## Exercício escrito 1
Responda, com base no texto sobre as decisões do STF:
(a) Para qual órgão do governo de Michel Temer foi nomeado Moreira Franco?
(b) Qual tribunal decidiu que Moreira Franco poderia ser nomeado ministro, mas “sem o foro privilegiado”?
(c) Qual ministro mandou o Senado da República devolver à Câmara dos Deputados o pacote de medidas?
## Exercício escrito 2
Cite o texto sobre as decisões do STF desde “Entrementes, pouco antes” até “ditar, seja legislando.”, inclusive.

## Trecho do texto
□ □ □ □ □

Em outra decisão, diante de pedido de igual arguição, o ministro Celso de Mello sancionou a nomeação de Moreira Franco, acusado nos inquéritos da operação Lava Jato, para a Secretaria Geral da Presidência de Michel Temer.
Ao rejeitar qualquer irregularidade na nomeação de Moreira Franco, o favorito da Corte, o ministro Celso Mello está, querendo ou não, afirmando que a decisão de Mendes contra Lula foi uma exceção à regra. A Justiça desaparece quando emerge o casuísmo.
Entrementes, pouco antes da concessão da liminar pelo ministro Celso de Mello, o Tribunal Federal de Recursos da 2ª Região decidira que Moreira Franco poderia ser nomeado ministro, mas “sem o foro privilegiado” que até o reino mineral sabe que é inerente ao cargo. Estultice ou mais uma incursão legiferante sob pretexto de interpretação imaginosa da Constituição, violando seu texto?
Como tirar daí uma regra, um precedente para julgar hipótese futura?
As duas liminares, concedidas monocraticamente, ainda não foram (serão um dia?) levadas ao pleno do Supremo, e assim produzem efeitos e prejuízos irreparáveis antes de terem o mérito julgado.
O STF, a despeito da Constituição, interfere no Legislativo, seja impondo procedimentos que não lhe cabe ditar, seja legislando.
Recentemente, o ministro Luiz Fux concedeu liminar – sempre elas! – para escancarar o ativismo de juízes e ministros, e mandou o Senado da República devolver à Câmara dos Deputados o famoso pacote de medidas autoritárias elaborado por jovens procuradores, jejunos em História e Sociologia.
Refiro-me às “10 medidas para acabar com a corrupção”, entre as quais medidas está a aceitação, contra o réu, de provas mesmo ilícitas, desde que ‘obtidas de boa-fé’.Segundo o ministro, o Congresso havia alterado dispositivos do projeto original.
Ou seja, senadores e deputados estão acusados de haver legislado, função precípua para a qual foram eleitos e da qual não podem declinar!

□ □ □ □ □

(Registros de anotação de coordenadas)
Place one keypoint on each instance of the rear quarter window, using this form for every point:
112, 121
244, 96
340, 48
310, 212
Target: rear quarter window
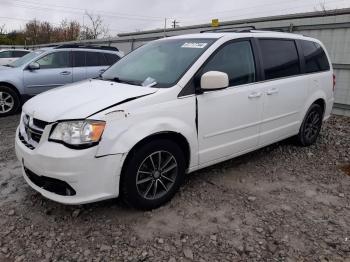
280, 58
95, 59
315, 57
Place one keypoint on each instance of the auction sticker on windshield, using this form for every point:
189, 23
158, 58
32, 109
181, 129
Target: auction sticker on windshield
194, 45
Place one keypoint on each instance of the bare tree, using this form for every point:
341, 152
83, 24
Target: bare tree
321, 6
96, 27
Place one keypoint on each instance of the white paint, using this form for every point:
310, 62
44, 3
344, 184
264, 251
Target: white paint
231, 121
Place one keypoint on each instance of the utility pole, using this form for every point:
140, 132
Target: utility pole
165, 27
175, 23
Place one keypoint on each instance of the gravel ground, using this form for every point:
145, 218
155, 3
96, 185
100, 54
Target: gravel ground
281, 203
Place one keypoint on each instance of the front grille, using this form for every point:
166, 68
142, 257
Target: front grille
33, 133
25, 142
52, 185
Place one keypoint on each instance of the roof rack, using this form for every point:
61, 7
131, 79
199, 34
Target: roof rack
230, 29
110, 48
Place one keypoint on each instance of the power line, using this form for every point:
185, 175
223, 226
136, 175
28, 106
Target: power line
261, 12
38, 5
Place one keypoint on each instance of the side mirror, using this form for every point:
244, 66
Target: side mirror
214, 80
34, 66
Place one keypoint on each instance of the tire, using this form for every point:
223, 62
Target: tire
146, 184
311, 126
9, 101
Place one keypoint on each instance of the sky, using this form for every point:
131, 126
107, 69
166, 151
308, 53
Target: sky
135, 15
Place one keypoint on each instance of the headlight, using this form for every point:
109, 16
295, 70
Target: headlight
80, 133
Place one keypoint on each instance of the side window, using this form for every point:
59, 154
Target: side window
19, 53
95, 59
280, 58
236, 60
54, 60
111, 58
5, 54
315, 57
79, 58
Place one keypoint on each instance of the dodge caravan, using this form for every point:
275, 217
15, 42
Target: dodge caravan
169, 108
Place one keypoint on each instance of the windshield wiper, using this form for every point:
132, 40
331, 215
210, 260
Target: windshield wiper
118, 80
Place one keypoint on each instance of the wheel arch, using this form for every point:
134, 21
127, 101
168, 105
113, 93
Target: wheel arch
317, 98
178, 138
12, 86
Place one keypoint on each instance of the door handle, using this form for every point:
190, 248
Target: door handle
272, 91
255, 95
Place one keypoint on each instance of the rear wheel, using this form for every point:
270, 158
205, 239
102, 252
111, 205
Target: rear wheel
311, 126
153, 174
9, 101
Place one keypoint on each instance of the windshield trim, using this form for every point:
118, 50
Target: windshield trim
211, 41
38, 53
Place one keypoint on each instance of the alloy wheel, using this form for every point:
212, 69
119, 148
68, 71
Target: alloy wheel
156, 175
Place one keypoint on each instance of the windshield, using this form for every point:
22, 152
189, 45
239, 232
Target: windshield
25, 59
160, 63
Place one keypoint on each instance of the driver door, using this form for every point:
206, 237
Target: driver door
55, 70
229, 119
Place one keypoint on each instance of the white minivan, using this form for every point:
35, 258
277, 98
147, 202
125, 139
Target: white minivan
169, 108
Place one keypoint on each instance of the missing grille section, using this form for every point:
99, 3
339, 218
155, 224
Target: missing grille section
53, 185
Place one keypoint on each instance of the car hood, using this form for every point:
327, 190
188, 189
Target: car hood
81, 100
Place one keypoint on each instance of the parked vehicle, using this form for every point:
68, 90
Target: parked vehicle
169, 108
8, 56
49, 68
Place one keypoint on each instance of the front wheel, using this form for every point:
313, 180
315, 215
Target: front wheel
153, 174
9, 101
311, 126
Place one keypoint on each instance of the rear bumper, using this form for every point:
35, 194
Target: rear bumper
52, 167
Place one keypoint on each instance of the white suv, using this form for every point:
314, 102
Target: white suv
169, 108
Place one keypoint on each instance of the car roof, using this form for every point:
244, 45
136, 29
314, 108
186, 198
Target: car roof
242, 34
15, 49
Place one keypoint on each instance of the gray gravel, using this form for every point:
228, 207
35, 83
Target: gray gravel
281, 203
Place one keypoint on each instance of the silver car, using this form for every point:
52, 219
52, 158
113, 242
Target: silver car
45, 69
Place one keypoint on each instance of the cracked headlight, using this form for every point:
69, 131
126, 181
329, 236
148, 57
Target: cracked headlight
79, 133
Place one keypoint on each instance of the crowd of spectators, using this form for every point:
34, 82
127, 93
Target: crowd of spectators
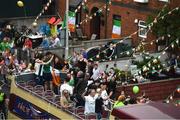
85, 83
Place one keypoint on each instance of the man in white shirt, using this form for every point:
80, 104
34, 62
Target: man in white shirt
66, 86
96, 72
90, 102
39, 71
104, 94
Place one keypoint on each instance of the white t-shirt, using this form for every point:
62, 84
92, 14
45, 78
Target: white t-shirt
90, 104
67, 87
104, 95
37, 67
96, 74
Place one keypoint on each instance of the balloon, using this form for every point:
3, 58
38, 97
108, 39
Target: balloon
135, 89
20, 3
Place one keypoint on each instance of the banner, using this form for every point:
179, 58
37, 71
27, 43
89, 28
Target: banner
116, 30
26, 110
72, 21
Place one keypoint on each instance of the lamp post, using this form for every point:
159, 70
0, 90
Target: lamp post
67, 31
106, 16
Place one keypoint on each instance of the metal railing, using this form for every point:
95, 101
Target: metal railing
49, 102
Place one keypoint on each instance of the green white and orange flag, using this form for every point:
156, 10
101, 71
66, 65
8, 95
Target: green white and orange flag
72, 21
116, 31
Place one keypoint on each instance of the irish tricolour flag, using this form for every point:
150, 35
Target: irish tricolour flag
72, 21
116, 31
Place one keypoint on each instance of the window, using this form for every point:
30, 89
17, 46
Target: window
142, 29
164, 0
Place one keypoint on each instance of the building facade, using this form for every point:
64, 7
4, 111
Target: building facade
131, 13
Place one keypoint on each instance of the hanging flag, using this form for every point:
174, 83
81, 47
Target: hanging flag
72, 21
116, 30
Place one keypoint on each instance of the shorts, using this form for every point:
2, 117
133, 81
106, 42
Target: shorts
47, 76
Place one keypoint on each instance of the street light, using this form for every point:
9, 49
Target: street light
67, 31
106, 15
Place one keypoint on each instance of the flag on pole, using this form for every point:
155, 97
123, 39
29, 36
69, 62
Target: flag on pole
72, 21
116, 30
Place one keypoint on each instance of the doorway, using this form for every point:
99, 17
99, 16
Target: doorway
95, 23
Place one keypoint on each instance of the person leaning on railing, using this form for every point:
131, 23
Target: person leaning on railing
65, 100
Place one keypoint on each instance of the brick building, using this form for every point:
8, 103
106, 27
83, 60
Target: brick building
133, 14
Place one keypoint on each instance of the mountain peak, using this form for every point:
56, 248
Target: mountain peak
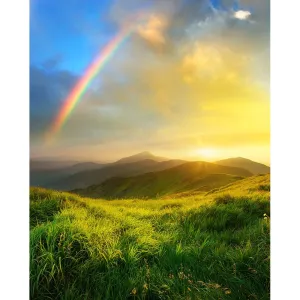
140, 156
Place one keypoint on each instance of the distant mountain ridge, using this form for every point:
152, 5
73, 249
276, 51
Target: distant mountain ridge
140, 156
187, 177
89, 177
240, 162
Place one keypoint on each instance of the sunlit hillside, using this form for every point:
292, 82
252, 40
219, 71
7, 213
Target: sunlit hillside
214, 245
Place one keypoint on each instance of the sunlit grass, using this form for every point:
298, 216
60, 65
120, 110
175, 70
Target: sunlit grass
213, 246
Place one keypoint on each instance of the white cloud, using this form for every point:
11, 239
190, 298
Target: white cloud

□ □ □ □ □

## Resultado do exercício 1
(a) Para a Secretaria Geral da Presidência.
(b) O Tribunal Federal de Recursos da 2ª Região.
(c) O ministro Luiz Fux.

## Resultado do exercício 2
Entrementes, pouco antes da concessão da liminar pelo ministro Celso de Mello, o Tribunal Federal de Recursos da 2ª Região decidira que Moreira Franco poderia ser nomeado ministro, mas “sem o foro privilegiado” que até o reino mineral sabe que é inerente ao cargo. Estultice ou mais uma incursão legiferante sob pretexto de interpretação imaginosa da Constituição, violando seu texto?
Como tirar daí uma regra, um precedente para julgar hipótese futura?
As duas liminares, concedidas monocraticamente, ainda não foram (serão um dia?) levadas ao pleno do Supremo, e assim produzem efeitos e prejuízos irreparáveis antes de terem o mérito julgado.
O STF, a despeito da Constituição, interfere no Legislativo, seja impondo procedimentos que não lhe cabe ditar, seja legislando.